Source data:
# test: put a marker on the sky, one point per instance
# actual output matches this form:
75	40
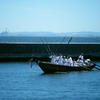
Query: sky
50	15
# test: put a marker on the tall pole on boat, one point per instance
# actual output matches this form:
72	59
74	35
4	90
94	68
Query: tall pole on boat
60	43
45	46
48	46
68	44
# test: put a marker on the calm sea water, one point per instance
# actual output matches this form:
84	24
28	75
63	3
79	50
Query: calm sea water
20	82
32	39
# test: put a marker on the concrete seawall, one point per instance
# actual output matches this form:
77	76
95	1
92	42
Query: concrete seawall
25	50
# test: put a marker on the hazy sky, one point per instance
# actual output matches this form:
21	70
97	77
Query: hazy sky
50	15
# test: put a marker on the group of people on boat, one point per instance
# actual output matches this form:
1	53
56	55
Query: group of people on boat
68	61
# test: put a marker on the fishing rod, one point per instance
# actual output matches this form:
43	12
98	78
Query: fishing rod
45	46
48	46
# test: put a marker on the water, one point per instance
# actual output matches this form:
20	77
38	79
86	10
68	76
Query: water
20	82
32	39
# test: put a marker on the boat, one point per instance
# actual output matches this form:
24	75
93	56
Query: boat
48	67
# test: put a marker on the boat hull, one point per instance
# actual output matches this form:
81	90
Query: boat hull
52	68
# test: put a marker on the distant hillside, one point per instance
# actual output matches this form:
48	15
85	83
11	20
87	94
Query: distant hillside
74	34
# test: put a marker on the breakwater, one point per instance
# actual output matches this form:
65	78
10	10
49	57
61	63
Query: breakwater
25	50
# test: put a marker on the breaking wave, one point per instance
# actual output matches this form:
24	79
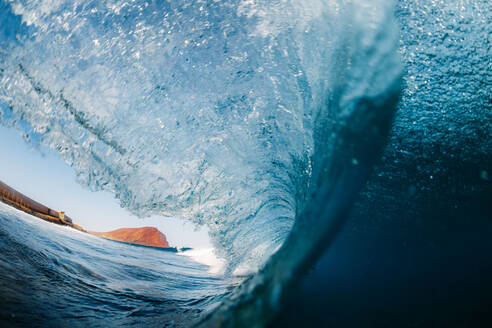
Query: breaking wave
260	120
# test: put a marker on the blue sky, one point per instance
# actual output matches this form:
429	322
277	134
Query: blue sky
42	175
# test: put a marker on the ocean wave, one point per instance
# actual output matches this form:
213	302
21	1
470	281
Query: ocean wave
260	120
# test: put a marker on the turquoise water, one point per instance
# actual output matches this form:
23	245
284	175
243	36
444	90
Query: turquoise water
262	121
56	276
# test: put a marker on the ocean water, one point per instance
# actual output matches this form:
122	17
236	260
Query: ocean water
263	121
54	276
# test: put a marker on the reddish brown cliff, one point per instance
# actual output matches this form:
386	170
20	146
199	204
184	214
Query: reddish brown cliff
147	236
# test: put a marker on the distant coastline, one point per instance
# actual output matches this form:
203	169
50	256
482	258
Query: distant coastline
12	197
145	237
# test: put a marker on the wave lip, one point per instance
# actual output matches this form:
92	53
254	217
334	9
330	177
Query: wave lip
260	120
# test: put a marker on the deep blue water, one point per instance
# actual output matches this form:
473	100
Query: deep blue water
340	154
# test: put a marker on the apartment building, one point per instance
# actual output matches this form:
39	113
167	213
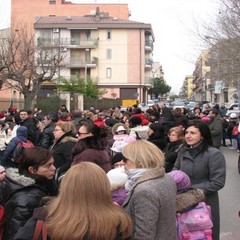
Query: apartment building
26	10
114	52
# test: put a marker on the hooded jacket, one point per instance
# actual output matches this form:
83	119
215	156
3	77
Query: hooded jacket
22	134
91	149
21	195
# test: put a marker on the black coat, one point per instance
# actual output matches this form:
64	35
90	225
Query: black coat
33	131
171	153
47	136
21	195
62	150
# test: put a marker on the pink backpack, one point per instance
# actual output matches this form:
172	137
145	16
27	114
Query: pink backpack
195	224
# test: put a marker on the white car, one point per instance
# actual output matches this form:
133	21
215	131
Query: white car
150	103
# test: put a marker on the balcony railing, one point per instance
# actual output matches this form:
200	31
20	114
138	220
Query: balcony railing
149	44
81	63
148	81
94	79
68	42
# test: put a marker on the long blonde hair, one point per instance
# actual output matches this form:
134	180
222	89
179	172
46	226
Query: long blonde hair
84	207
144	154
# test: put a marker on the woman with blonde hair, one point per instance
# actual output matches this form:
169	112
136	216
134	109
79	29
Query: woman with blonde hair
64	141
151	201
83	209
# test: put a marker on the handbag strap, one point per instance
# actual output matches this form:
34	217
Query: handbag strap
40	227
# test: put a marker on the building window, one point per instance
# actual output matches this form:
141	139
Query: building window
52	1
109	34
109	53
109	73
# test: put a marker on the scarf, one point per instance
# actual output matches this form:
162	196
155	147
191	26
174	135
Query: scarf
133	175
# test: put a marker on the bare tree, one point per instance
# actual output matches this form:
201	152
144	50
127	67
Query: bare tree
25	65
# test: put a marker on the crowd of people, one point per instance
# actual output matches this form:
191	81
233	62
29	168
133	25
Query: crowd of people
101	173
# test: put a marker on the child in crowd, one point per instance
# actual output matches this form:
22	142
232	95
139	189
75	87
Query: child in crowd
121	137
117	178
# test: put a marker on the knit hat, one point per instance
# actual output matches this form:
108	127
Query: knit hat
135	120
117	158
181	179
2	169
233	115
117	176
119	145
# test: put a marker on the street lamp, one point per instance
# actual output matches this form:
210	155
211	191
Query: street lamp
86	58
218	83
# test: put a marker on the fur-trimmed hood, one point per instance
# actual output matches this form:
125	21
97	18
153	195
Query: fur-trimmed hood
69	139
14	176
115	127
189	199
14	182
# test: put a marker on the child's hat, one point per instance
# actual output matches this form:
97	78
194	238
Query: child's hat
2	169
117	176
181	179
121	128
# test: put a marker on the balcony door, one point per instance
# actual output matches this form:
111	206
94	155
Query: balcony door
75	37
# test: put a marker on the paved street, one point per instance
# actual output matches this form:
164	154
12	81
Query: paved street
230	198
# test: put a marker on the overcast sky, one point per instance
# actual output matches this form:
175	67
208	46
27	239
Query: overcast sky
175	47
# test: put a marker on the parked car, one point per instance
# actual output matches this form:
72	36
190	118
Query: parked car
237	111
150	103
191	105
178	105
234	106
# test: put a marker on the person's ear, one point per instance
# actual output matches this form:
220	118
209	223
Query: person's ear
32	170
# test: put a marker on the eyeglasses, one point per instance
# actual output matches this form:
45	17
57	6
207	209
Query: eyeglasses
79	133
57	130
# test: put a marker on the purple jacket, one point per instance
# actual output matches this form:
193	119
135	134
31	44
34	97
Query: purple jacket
119	195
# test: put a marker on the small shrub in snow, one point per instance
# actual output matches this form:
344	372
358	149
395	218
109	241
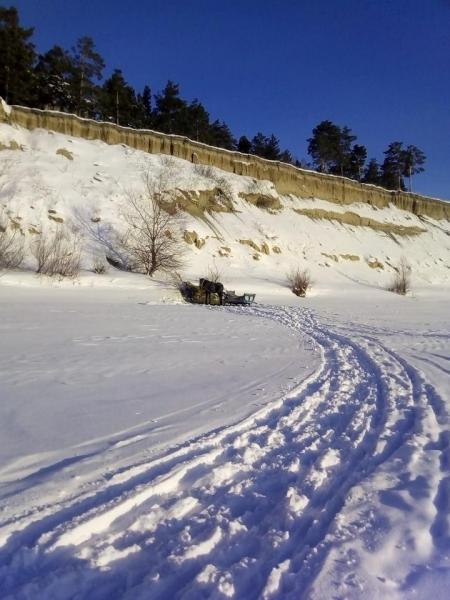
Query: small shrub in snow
11	245
99	266
299	281
213	274
401	283
58	254
152	240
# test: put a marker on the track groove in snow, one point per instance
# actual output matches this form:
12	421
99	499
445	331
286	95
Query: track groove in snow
248	511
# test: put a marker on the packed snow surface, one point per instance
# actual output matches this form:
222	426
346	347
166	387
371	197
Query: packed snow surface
150	449
159	450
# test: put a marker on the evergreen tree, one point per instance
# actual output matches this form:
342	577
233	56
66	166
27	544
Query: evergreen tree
413	160
356	162
244	145
372	173
17	58
144	117
88	65
170	110
286	157
195	122
393	167
266	147
259	142
54	72
324	146
220	135
272	150
118	101
343	160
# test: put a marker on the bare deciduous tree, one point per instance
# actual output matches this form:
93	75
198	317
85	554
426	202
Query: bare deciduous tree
58	253
401	283
299	280
11	244
152	239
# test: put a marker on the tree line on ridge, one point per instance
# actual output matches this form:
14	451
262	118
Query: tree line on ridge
72	81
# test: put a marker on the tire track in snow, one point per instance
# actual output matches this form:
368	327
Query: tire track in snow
244	511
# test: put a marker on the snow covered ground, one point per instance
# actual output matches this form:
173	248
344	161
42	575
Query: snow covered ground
149	449
157	450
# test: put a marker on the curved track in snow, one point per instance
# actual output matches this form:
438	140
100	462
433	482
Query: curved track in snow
256	510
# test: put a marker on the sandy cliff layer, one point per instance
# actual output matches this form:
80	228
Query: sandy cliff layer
286	178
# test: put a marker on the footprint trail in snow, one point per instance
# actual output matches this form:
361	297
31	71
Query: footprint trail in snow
338	490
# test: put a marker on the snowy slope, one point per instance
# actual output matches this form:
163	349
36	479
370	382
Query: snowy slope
251	242
152	449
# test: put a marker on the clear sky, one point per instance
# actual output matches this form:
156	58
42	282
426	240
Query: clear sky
382	67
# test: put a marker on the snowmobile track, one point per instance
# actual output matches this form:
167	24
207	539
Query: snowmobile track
247	511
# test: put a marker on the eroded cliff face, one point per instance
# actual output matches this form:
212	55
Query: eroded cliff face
286	178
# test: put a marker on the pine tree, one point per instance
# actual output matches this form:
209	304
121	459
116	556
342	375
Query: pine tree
286	157
144	117
54	71
343	163
259	142
272	150
393	167
413	159
118	101
170	110
356	162
324	146
266	147
244	145
220	135
372	173
17	58
88	65
195	122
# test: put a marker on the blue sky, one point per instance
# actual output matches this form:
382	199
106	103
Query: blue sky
382	67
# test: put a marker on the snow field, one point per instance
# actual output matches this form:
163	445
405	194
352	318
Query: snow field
338	489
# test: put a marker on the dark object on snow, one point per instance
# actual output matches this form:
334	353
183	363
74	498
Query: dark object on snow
211	287
232	298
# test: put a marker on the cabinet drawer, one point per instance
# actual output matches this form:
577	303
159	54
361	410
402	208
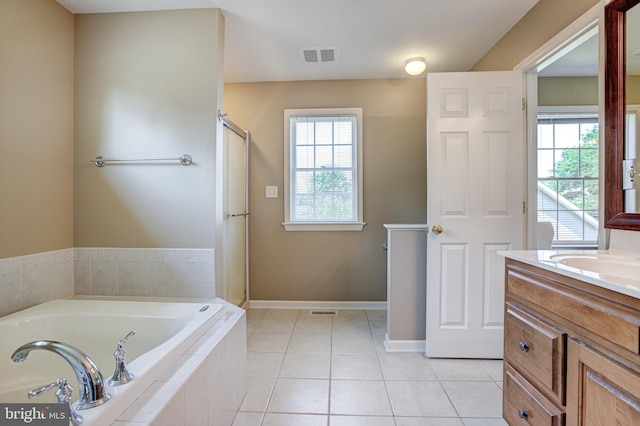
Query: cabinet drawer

## Task brief:
What is the number of lines in the records that include "drawer"? Answer with that number alone.

## Problem solution:
2